--- START ---

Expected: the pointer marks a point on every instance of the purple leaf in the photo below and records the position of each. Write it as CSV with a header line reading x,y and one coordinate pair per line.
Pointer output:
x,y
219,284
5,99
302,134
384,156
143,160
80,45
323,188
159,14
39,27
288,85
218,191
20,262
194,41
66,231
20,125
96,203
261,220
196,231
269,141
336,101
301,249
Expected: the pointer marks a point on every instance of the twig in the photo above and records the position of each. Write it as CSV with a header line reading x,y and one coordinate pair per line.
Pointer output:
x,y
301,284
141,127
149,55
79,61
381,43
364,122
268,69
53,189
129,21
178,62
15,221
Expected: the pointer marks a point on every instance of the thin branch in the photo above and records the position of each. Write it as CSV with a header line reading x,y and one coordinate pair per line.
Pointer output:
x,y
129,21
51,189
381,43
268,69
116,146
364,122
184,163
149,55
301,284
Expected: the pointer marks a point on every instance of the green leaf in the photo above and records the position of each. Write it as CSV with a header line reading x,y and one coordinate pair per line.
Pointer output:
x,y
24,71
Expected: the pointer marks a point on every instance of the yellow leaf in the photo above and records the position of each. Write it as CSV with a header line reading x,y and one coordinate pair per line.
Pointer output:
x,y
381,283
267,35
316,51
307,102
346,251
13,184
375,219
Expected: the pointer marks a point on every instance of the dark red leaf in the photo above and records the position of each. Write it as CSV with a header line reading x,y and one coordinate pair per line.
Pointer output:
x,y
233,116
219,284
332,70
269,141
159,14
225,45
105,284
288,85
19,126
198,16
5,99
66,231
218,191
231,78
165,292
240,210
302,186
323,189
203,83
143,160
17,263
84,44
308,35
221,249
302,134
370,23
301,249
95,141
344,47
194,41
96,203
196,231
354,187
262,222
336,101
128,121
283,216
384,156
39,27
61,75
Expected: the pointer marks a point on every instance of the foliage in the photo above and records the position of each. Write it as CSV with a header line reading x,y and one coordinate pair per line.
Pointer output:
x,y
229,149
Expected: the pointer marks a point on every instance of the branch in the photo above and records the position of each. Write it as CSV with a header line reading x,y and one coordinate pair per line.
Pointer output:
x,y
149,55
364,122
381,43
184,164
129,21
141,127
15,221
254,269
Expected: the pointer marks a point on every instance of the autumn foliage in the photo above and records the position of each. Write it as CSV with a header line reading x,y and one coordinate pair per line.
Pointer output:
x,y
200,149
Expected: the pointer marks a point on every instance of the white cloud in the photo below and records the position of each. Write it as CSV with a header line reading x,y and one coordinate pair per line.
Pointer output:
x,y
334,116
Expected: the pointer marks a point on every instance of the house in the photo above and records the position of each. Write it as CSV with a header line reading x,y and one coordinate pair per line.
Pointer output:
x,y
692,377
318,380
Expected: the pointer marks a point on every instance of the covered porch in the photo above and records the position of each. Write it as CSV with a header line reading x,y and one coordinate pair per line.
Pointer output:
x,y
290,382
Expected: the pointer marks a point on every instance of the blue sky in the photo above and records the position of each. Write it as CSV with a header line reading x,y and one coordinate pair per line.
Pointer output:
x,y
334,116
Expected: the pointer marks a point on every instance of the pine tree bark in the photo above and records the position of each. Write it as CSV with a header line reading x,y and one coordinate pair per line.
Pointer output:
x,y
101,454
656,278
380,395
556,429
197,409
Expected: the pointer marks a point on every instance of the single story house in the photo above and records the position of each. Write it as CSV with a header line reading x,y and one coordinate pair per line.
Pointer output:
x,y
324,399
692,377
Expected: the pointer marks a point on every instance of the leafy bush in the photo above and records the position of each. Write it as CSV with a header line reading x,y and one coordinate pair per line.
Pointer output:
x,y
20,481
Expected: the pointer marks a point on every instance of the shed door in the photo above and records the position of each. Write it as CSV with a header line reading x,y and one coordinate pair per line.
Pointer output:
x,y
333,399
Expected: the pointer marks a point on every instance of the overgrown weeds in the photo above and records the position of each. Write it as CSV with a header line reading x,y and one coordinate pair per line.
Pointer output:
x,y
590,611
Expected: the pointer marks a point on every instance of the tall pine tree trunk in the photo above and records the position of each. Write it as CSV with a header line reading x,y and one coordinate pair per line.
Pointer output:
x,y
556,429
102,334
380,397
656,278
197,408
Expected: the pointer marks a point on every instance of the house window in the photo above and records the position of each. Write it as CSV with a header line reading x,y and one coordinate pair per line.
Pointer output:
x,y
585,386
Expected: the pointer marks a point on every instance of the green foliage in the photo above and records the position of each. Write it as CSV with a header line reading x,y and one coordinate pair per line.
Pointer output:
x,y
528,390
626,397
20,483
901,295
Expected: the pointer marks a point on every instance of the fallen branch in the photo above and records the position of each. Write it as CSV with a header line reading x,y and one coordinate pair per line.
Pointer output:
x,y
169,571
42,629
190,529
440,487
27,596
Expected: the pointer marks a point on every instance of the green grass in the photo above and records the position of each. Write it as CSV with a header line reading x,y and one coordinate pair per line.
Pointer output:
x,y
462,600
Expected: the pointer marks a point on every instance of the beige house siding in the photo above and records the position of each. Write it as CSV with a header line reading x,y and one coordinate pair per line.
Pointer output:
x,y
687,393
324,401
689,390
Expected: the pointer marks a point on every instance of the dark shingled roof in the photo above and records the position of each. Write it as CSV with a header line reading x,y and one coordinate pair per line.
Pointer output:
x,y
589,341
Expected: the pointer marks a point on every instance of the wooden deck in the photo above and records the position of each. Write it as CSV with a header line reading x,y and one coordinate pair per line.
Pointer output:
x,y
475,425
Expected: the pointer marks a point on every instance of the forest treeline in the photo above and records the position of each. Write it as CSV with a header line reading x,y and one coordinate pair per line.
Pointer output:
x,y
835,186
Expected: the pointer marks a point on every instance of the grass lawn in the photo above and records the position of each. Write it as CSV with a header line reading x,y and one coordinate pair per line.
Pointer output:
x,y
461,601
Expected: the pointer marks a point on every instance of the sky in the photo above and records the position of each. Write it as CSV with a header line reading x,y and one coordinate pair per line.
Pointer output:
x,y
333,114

--- END ---

Activity
Each record above should be retyped in full, exactly as shown.

Response
Expected: the pointer marks a point on every instance of the purple leaf in the photo below and records the position of each. Write it as CSV with a header line reading x,y and one coordinate pair per line.
Pointer output:
x,y
219,284
5,99
302,134
384,156
143,160
80,45
323,188
159,14
39,27
288,85
218,191
20,262
194,41
66,231
20,125
96,203
261,220
196,231
269,141
336,101
301,249
Expected: the pointer marks a point on every instance of the twig in the photo above and records the position of each. Write it as CSV with a header line reading x,y and one coordinate pair per line.
Pointer output:
x,y
301,284
141,127
149,55
79,61
381,43
364,122
268,69
53,189
129,21
178,62
15,221
Expected: the pointer marks a point on every instance of the thin branch in the photo above and records the position of each. Write it as CSV with a header line reading x,y and one coordinate pair per line.
Pointer output:
x,y
129,21
51,189
381,43
268,69
116,146
364,122
184,163
149,55
301,284
Expected: the pointer marks a point on every instance of the green leaf in the photo above and records the position of each. Write it as CSV with a header line reading x,y and one coordinate pair per line.
Pointer output:
x,y
24,71
Expected: the pointer marks a point on every instance of the yellow leaf in the photo above and records the position of each. Write it as CSV with a header line reading x,y and one coordinate pair per line.
Pointer output:
x,y
381,283
267,35
316,51
307,102
346,251
13,184
375,219
Expected: the pointer marks a point on every instance of the dark red leaf in the photo above and records the position of each. Write it as CSV with a header line reading x,y and one coordinate pair per line.
Pointer output:
x,y
233,116
219,284
332,70
269,141
159,14
225,45
105,284
288,85
19,126
198,16
5,99
66,231
218,191
231,78
165,292
240,210
302,186
323,189
203,83
143,160
17,263
84,44
308,35
221,249
302,134
370,23
301,249
95,141
344,47
194,41
96,203
196,231
354,187
262,222
336,101
128,121
283,216
384,156
39,27
61,75
Expected: the pointer marks a point on every instance of the foliage in the photo above and records the position of each. Write it as CSV with a header line reading x,y and one coordinate pair per line.
Pointer output:
x,y
229,149
Expected: the pointer marks a point on every instance of the branch in the photo above and records the position of each. Write it as CSV with a header line reading x,y and one coordinate pair per line.
Pointer output:
x,y
149,55
364,122
381,43
184,164
129,21
141,127
15,221
254,269
Expected: the pointer marks a point on every instance of the autumn foliage in the photo above and records the position of each. Write it as CSV with a header line reading x,y and one coordinate pair per line.
Pointer output:
x,y
200,149
Expected: the pointer marks a point on every instance of the white cloud in the photo below and records the position of each. Write it as CSV with a header line reading x,y and one coordinate pair per line.
Pointer output:
x,y
334,116
Expected: the pointer marks a point on every instance of the house in the photo above and records the position of each. Write it as CSV with a header line reading x,y and one coordinate pair per line.
Pointer output:
x,y
692,377
318,380
Expected: the pointer marks a point on every instance of the covered porch in the photo above and records the position of each. Write it as CSV with a header line reading x,y and one coordinate pair per line.
Pointer output:
x,y
290,382
Expected: the pointer marks a point on every instance of the blue sky in the photo above and records the position of each. Write it as CSV with a header line reading x,y and one coordinate pair per line.
Pointer output:
x,y
334,116
Expected: the pointer marks a point on every instance of the pine tree bark in the photo above and records the position of each. Write it as CSV with a header line reading x,y and one coordinate pair per line.
Pointer output:
x,y
101,454
656,278
380,395
556,429
197,409
Expected: the pointer marks a point on every instance of the single story house in the photo above and records the position of each. Write it as CSV with a header line reading x,y and one coordinate pair per line.
Pointer output:
x,y
324,399
692,377
Expected: the pointer marks a point on every instance of the leafy bush in the photo above and records the position of each. Write it as CSV with a header line reading x,y and one coordinate pair per line.
Pointer output:
x,y
20,481
Expected: the pointer marks a point on every instance of the shed door in the photo above and records the position of each. Write it as CSV with a header line reading x,y and one coordinate pair per line.
Pointer output:
x,y
333,399
Expected: the pointer marks a point on every instance of the overgrown weeds in the photo above and records the position of each. Write it as CSV with a header line reading x,y and one coordinate pair per line.
Pointer output:
x,y
590,611
Expected: the pointer marks a point on every instance of the tall pine tree trunk in the photo above and records the position of each. Write it as CSV with a header line reading x,y and one coordinate pair per line.
Pointer output:
x,y
556,429
102,334
380,397
656,278
197,408
Expected: the pointer marks a point on every instance of the house window in the photo above and records the position of each. Write it as CSV with a header line reading x,y and one coordinate pair per line.
Pointer output:
x,y
585,386
Expected: the pointer marks a point on every instance of the green foliage in the photo above and records the position of each. Write it as CSV with a header line reading x,y and one coordinate pair per line.
Pointer output:
x,y
528,390
626,397
20,483
901,295
Expected: the pointer marks a point on every instance of the fallen branch in the photo above and records the position of each. Write it as CSV with a header line reading x,y and one coordinate pair per line.
Pointer output:
x,y
169,571
42,629
190,529
440,487
27,596
Expected: the pointer marks a point on every instance of the green grass in the photo above and records the position of each. Write it as CSV with a header line reading x,y and one coordinate pair per line.
Pointer output:
x,y
462,600
Expected: the pointer marks a point on every instance of the beige house siding in the photo above and records the position of each. Write it as CSV with a header line reading x,y and one coordinate pair per line.
Pointer output:
x,y
687,393
324,401
689,390
Expected: the pointer marks a point on every instance of the dark shingled roof in the photo above and records the position of each. Write it as CSV with a header line reading x,y and one coordinate pair per line.
Pointer output:
x,y
589,341
Expected: the pointer marks a point on every instance of the wooden deck in the photo above and records the position of each. Write it as CSV with a header line reading x,y and one coordinate pair per line.
Pointer output:
x,y
475,425
Expected: the pointer marks a point on every instance of the forest treeline in the photo above and records the position of each. Write it as CSV with a header line reading x,y and one coordinate pair per line.
Pointer output:
x,y
835,186
Expected: the pointer marks a point on every instance of the grass lawn in the photo above and records the position of each. Write it as CSV with a header line reading x,y and one coordinate pair per line.
Pointer output:
x,y
461,601
Expected: the pointer marks a point on every instance of the sky in the photo above and records the position of each. Write it as CSV with a header line reading x,y and one coordinate pair per line.
Pointer output:
x,y
333,114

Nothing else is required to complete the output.